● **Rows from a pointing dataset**
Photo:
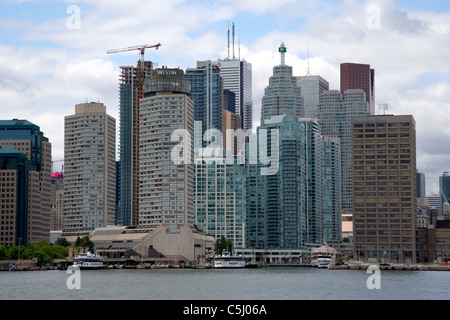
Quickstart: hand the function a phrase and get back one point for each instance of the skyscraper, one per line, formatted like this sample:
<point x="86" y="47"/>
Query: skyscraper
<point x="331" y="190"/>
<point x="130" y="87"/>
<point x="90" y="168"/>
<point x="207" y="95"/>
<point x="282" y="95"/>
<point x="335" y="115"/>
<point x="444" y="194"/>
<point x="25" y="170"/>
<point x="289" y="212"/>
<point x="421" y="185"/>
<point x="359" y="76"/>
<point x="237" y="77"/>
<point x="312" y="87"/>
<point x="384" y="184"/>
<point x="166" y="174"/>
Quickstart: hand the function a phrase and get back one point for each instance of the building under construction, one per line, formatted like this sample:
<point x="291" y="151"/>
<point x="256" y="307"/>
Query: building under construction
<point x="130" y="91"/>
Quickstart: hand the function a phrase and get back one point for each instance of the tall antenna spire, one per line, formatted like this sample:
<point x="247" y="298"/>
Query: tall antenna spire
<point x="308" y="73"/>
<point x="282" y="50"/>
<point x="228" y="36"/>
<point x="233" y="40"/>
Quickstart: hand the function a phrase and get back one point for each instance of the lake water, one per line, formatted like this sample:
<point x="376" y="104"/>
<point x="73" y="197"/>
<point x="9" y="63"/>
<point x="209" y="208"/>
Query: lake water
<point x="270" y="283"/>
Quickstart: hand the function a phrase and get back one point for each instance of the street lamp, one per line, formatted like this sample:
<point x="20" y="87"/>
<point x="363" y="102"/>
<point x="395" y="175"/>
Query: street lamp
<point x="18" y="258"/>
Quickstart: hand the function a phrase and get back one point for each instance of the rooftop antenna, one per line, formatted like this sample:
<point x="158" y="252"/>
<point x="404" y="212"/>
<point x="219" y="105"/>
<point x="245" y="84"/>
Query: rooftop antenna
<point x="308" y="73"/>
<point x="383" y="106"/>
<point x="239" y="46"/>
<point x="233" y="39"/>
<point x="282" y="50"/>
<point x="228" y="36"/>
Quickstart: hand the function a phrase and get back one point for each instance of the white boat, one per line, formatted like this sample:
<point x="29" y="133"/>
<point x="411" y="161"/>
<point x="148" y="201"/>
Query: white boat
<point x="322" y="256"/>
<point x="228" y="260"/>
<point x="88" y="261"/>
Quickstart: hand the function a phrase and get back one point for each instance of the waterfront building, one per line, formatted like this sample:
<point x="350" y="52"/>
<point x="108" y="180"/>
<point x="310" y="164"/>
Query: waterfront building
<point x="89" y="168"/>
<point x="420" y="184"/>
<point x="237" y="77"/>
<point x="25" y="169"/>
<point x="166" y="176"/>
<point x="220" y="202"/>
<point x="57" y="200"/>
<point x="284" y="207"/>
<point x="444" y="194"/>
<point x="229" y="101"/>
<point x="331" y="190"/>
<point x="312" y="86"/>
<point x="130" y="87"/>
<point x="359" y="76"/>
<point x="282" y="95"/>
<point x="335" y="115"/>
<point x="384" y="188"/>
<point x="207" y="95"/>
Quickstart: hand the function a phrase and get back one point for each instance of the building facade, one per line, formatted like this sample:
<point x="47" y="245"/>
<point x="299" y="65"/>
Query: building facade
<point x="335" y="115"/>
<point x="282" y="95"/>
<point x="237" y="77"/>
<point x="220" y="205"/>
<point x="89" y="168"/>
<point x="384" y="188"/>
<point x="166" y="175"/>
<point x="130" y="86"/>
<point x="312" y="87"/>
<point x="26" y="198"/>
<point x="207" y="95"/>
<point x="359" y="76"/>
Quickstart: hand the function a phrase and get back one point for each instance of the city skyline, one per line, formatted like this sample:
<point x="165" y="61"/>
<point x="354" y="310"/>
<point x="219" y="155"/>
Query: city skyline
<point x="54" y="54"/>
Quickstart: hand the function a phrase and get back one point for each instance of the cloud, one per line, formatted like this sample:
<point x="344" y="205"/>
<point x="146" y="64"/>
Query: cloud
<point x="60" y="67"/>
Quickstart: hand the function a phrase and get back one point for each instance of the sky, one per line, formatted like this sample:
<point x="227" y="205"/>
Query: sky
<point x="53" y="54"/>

● **PROBLEM**
Copy out every one of the records, replacing "Quickstart" with "Getting started" wherever it occurs and changing nothing else. Omit the pictures.

● **TASK RESPONSE**
Photo:
Getting started: hand the function a phrase and get back one point for each instance of the skyscraper, one per line, formatted like this sample:
<point x="86" y="47"/>
Query: skyscraper
<point x="331" y="190"/>
<point x="130" y="87"/>
<point x="90" y="168"/>
<point x="207" y="95"/>
<point x="282" y="95"/>
<point x="335" y="115"/>
<point x="444" y="194"/>
<point x="25" y="170"/>
<point x="289" y="212"/>
<point x="421" y="185"/>
<point x="359" y="76"/>
<point x="237" y="77"/>
<point x="312" y="87"/>
<point x="384" y="184"/>
<point x="166" y="174"/>
Getting started: hand the function a phrase and get back one point for each instance of the building under construction, one per line, formatted like this sample:
<point x="291" y="151"/>
<point x="256" y="307"/>
Query: building under construction
<point x="130" y="91"/>
Getting started: hand the function a phrase and get back one point for each instance of the tall antenna spire, one per line, formatted like this sample:
<point x="247" y="298"/>
Query: tall antenna spire
<point x="308" y="73"/>
<point x="282" y="50"/>
<point x="228" y="36"/>
<point x="233" y="40"/>
Getting started: hand the function a phrase and get back one point for each instance of the lake water, one per line, formatted like this sample:
<point x="376" y="104"/>
<point x="73" y="197"/>
<point x="9" y="63"/>
<point x="209" y="208"/>
Query: lake water
<point x="270" y="283"/>
Getting started: hand the function a phrase and get back one point for each instance of the street lamp, one per line, formatted like this sample:
<point x="20" y="87"/>
<point x="363" y="102"/>
<point x="395" y="175"/>
Query: street lamp
<point x="18" y="258"/>
Getting started: hand the function a phrase and get back one point for each instance of the rooftop antenna, one per line, formatted like this sample:
<point x="158" y="252"/>
<point x="404" y="212"/>
<point x="219" y="105"/>
<point x="245" y="84"/>
Query: rooftop antenna
<point x="308" y="73"/>
<point x="383" y="106"/>
<point x="239" y="46"/>
<point x="233" y="39"/>
<point x="282" y="50"/>
<point x="228" y="36"/>
Getting started: hand the function a phrase and get back one point for each instance of the white boat, one per line, formatted like this sample:
<point x="29" y="133"/>
<point x="411" y="161"/>
<point x="148" y="201"/>
Query: white boat
<point x="322" y="256"/>
<point x="228" y="260"/>
<point x="88" y="261"/>
Getting started: hand the function a phrase and get back one point for each instance of the waterfront building, one per line, formatted like this sample:
<point x="350" y="52"/>
<point x="108" y="180"/>
<point x="310" y="164"/>
Query: waterfront building
<point x="89" y="168"/>
<point x="420" y="184"/>
<point x="237" y="77"/>
<point x="25" y="169"/>
<point x="166" y="176"/>
<point x="220" y="202"/>
<point x="57" y="200"/>
<point x="284" y="207"/>
<point x="444" y="194"/>
<point x="229" y="101"/>
<point x="331" y="190"/>
<point x="312" y="86"/>
<point x="130" y="87"/>
<point x="359" y="76"/>
<point x="282" y="95"/>
<point x="335" y="115"/>
<point x="384" y="188"/>
<point x="207" y="95"/>
Getting started: hand the function a phrase and get back one point for each instance of the building facade, one per line, formatted like this sample:
<point x="47" y="245"/>
<point x="299" y="65"/>
Query: building facade
<point x="335" y="115"/>
<point x="282" y="95"/>
<point x="237" y="77"/>
<point x="220" y="205"/>
<point x="89" y="168"/>
<point x="384" y="188"/>
<point x="166" y="175"/>
<point x="130" y="86"/>
<point x="312" y="87"/>
<point x="26" y="198"/>
<point x="207" y="95"/>
<point x="359" y="76"/>
Getting started: hand the function a phrase and get back one point for each instance of the city skyline, one per line, formatted like this sample:
<point x="165" y="61"/>
<point x="354" y="310"/>
<point x="219" y="155"/>
Query: city skyline
<point x="54" y="54"/>
Getting started: hand the function a phrase and get back one point for each instance of the cloud, one per line, formatted like this sample:
<point x="344" y="205"/>
<point x="146" y="64"/>
Query: cloud
<point x="60" y="67"/>
Getting started: hand the function a phrase and get back one point for each instance of the sky, one per line, formatted like this sample:
<point x="227" y="205"/>
Query: sky
<point x="53" y="54"/>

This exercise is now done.